Fragmento seleccionado:
Y el pueblo (una vez más) eligió protección
Por Daniel Lara de la Fuente.
Finalmente pasó. Sin excesiva sorpresa, a pesar de la cabalgata incesante de famosetes y por encima de los petrodólares pérsicos, Donald Trump se impuso. Y esta no excesiva sorpresa, que corre el riesgo de situar tal y como se ha descrito al ganador como el heroico outsider que se impone a la adversidad, no debería ser tan contraintuitiva. Por obvia no ha de estar prohibido su reflejo: si la dama del establishment simbólico se ve en la tesitura de hacer pasear a todos los mamotretos del espectáculo posibles por los escenarios, el peligro era real.
Ante esto, no parece muy útil la exhibición de exaltados estupores preconizando un mundo apocalíptico comandado por un tarado, ni tampoco un impotente y autosuficiente – aunque razonable – “ya os lo dije” basado en la hipotética mayor solvencia de Bernie Sanders en un cuerpo a cuerpo. Lo primero además es precipitado, pues supone una inmediata recomposición de la precaria unidad en el Partido Republicano tanto interna como institucional – en el Senado y en la Cámara de Representantes, en los que gozan de mayoría –, algo que aún está por ver. Lo segundo por desgracia no se podrá poner a prueba.
Sin embargo, tal acontecimiento ofrece la posibilidad de poner a prueba una de las leyes empíricas que, de vez en cuando, se atreven a hacerse desde las ciencias sociales. Estoy hablando de una particularmente ambiciosa, formulada hace más de medio siglo por Karl Polanyi acerca de las consecuencias derivadas del intento de establecer a escala global la utopía de un mercado autorregulado. Tomemos la siguiente cita como si se tratara de un diagnóstico retrospectivo de lo acontecido de los 70 a nuestra época:
“La idea de un mercado autorregulado implicaba una utopía total. Tal institución no podía existir un largo tiempo sin aniquilar la sustancia humana y natural de la sociedad; habría destruido físicamente al hombre y transformado su ambiente en un desierto. Inevitablemente, la sociedad tomó medidas para protegerse, pero todas esas medidas afectaban la autorregulación del mercado, desorganizaban la vida industrial, y así ponían en peligro a la sociedad en otro sentido. Fue este dilema el que impuso el desarrollo del sistema de mercado en forma definitiva y finalmente perturbó la organización social basada en él.

Material recopilado:

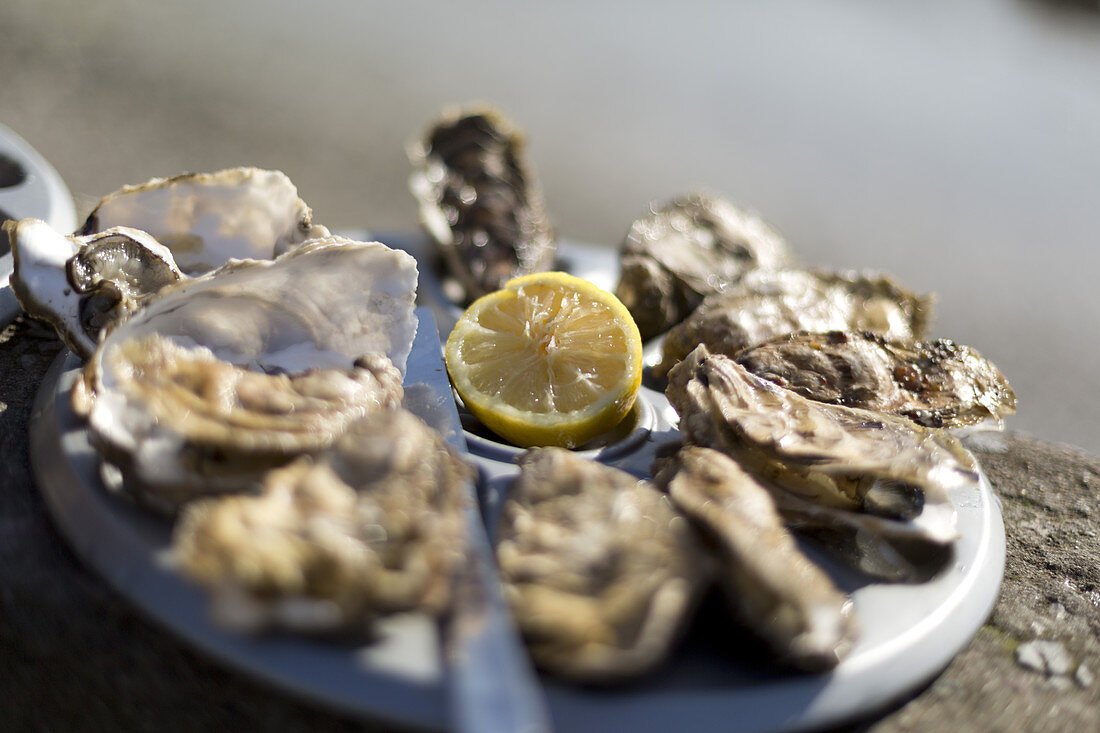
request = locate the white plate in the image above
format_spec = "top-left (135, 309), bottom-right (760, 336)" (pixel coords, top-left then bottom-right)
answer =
top-left (31, 237), bottom-right (1004, 732)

Requisitos del ejercicio: Enumera todas las personas que se mencionan con nombre propio en el artículo sobre la victoria electoral de Donald Trump. Para resolver lo que se pide, usa solo el artículo.

Solución del ejercicio: Daniel Lara de la Fuente, Donald Trump, Bernie Sanders y Karl Polanyi.